EXERCISE DESCRIPTION →
Please pull out every line of the material below that contains the string "white", and copy each one unchanged. Matching is case-sensitive, so uppercase and lowercase letters count as different.

MATERIAL PROVIDED →
— START —

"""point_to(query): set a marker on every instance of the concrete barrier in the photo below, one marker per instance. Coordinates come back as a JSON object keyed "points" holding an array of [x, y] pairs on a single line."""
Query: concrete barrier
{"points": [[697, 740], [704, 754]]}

— END —
— START —

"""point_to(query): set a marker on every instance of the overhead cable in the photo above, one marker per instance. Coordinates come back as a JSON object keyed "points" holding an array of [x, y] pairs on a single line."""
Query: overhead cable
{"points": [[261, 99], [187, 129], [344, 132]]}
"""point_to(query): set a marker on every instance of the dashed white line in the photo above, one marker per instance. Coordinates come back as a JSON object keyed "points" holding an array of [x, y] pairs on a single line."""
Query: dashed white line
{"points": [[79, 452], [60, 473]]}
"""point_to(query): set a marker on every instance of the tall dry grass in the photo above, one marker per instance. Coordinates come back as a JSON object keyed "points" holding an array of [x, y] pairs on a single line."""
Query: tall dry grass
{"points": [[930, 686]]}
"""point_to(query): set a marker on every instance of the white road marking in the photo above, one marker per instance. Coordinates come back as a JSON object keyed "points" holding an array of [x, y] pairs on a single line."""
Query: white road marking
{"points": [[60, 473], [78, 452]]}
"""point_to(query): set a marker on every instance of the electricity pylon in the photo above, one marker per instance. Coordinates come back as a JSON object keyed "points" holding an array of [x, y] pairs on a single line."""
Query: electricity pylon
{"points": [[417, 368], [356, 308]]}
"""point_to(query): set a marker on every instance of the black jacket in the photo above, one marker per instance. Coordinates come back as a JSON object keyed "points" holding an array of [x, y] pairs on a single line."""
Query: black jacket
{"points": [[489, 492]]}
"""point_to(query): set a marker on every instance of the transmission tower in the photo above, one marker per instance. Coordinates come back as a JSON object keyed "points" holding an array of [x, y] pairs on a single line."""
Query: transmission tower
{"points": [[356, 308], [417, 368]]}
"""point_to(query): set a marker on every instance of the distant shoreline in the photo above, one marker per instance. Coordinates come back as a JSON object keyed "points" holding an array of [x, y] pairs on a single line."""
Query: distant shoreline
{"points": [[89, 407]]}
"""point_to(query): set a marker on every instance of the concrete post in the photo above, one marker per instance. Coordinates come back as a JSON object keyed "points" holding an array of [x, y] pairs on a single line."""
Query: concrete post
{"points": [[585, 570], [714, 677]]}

— END —

EXERCISE OUTPUT →
"""point_to(query): set a marker on every instance of the dashed white line in the photo above, one marker per instance. Coordinates come back as a JSON object keyed "points" holding an array of [x, y] pairs on a single line."""
Query: dashed white line
"""point_to(query): set a marker on every instance of the white road marking in the photo above, one marker per instance. Coordinates come back as a JSON object keyed "points" holding an array of [x, y] pairs on a single line."""
Query: white road marking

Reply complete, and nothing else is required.